* _Exercise goal_
In the material below, find the line that contains "Target: white stair railing" and the line that contains "462, row 169.", then write out exactly those two lines and everything between them.

* _Dataset records_
------------------------------

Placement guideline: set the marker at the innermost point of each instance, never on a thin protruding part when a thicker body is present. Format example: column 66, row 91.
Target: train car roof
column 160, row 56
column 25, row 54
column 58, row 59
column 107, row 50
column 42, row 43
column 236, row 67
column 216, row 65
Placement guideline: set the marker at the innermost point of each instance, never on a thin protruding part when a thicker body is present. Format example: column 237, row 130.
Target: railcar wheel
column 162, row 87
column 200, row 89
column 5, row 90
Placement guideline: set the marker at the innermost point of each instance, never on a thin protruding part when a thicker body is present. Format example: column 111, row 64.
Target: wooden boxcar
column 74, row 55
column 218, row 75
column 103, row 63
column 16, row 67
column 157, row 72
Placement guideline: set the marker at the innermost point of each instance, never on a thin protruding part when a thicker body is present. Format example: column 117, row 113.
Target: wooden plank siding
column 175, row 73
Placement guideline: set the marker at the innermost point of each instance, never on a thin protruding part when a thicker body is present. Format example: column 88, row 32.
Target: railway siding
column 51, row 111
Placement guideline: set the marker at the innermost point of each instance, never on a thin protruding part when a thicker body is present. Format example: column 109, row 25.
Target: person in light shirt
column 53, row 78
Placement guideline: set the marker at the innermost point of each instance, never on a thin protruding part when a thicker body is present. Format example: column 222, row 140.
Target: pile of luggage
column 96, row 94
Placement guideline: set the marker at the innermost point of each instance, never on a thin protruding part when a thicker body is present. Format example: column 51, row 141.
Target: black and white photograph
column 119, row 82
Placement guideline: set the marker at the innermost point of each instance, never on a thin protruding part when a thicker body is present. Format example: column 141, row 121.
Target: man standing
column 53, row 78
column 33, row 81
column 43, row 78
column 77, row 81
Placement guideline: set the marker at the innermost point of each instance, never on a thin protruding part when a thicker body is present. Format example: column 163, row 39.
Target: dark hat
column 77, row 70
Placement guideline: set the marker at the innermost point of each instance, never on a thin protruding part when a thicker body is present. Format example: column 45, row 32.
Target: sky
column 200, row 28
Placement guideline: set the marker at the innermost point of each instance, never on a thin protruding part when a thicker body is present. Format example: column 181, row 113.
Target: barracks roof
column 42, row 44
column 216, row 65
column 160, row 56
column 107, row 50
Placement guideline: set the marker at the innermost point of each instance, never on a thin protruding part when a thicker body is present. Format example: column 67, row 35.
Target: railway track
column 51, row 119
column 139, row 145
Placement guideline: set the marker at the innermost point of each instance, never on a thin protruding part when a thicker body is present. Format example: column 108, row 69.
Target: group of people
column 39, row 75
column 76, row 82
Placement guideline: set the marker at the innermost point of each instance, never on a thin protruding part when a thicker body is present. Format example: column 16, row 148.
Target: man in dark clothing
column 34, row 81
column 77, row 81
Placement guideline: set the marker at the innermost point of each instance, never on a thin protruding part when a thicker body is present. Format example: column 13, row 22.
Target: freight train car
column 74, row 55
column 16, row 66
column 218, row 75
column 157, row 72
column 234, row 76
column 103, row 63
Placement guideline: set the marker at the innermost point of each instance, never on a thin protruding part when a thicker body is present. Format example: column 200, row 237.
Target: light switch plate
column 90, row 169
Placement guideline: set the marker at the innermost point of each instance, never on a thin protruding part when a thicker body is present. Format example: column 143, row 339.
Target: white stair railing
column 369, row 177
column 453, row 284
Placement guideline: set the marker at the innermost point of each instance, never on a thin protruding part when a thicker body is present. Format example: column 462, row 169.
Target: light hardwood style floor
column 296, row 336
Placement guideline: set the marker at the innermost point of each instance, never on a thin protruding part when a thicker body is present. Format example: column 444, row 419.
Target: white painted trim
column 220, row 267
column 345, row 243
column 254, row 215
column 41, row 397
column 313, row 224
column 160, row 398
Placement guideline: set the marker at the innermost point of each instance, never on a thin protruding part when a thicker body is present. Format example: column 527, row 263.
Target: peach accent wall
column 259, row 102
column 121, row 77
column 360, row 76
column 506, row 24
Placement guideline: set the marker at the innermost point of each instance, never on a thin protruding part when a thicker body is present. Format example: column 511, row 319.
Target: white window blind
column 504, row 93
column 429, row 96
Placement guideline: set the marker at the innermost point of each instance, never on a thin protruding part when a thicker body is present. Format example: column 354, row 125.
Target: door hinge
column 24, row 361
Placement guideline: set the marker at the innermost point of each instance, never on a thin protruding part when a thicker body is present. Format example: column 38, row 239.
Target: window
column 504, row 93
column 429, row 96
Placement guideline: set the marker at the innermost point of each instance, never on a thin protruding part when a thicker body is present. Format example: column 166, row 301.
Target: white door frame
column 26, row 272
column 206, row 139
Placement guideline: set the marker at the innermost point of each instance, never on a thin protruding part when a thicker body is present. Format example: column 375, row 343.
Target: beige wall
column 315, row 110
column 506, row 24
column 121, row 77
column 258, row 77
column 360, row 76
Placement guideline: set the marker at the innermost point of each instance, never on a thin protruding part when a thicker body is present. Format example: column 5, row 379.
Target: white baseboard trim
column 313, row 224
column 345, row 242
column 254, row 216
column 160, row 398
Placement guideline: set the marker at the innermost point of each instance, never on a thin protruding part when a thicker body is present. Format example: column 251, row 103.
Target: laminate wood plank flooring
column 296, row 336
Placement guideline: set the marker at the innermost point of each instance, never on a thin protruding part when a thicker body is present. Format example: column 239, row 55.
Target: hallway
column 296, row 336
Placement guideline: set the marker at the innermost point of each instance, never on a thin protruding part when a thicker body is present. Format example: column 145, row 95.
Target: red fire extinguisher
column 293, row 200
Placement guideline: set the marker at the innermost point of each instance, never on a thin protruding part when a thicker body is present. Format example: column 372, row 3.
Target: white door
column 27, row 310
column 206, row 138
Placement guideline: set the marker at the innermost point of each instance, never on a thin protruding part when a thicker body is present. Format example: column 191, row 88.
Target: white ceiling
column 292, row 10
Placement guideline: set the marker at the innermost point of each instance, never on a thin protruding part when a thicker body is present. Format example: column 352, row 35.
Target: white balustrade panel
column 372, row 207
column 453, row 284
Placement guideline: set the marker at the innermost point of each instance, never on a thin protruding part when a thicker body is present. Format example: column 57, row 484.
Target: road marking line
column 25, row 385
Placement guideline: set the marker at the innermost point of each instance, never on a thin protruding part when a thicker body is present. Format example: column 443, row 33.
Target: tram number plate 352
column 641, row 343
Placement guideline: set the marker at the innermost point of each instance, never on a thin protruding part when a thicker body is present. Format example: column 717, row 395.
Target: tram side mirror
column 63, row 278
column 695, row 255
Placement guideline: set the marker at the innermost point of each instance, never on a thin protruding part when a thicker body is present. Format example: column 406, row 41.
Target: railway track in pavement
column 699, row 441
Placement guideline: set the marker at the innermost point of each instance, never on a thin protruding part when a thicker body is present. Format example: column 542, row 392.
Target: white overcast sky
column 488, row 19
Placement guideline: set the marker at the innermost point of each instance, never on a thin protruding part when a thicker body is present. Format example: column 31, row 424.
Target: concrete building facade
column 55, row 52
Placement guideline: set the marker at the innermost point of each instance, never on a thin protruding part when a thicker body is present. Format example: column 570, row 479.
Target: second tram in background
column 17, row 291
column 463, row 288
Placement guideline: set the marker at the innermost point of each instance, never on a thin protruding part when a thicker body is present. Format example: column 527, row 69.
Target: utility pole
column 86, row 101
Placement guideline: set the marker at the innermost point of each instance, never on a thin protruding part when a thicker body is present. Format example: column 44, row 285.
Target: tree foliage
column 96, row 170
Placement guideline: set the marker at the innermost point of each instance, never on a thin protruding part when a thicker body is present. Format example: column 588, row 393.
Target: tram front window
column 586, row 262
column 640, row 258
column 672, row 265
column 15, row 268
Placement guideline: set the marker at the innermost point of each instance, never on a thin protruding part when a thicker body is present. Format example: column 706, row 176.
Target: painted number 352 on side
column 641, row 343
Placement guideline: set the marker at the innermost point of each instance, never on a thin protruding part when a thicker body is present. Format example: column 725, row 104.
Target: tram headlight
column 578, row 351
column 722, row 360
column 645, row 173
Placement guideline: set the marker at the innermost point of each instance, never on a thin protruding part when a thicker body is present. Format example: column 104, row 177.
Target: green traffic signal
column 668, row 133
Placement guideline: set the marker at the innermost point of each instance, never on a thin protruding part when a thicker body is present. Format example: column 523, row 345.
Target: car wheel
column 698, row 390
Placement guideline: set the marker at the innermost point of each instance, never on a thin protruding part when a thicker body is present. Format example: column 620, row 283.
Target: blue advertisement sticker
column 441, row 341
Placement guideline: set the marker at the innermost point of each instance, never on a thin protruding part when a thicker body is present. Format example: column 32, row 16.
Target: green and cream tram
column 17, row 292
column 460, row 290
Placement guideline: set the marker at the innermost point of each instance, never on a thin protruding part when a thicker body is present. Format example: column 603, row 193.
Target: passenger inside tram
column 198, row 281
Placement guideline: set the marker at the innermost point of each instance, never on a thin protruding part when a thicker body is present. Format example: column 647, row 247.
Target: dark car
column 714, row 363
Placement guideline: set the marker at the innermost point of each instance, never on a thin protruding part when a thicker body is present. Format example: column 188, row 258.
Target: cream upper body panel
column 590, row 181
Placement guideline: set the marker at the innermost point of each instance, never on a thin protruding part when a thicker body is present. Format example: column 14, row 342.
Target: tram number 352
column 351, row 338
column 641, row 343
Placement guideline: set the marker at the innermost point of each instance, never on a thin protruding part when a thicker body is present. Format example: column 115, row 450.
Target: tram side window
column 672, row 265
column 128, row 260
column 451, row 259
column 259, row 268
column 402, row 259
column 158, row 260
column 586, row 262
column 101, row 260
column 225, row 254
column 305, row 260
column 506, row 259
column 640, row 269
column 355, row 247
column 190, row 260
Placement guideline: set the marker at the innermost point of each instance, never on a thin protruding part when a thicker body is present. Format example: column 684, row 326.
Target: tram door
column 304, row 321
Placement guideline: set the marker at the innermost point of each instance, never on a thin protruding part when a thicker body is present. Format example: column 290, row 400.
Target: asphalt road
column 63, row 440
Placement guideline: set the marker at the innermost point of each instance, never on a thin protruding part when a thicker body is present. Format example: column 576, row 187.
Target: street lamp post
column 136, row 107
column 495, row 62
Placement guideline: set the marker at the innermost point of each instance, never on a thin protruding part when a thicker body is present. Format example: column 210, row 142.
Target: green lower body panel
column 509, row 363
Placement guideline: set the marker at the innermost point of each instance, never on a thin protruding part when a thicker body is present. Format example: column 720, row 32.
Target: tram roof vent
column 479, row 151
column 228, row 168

------------------------------

* _Solution_
Target: white stair railing
column 369, row 177
column 453, row 284
Placement guideline: set the marker at the innermost point of each instance, never on a thin protruding part when a thicker body is present. Format example: column 462, row 169.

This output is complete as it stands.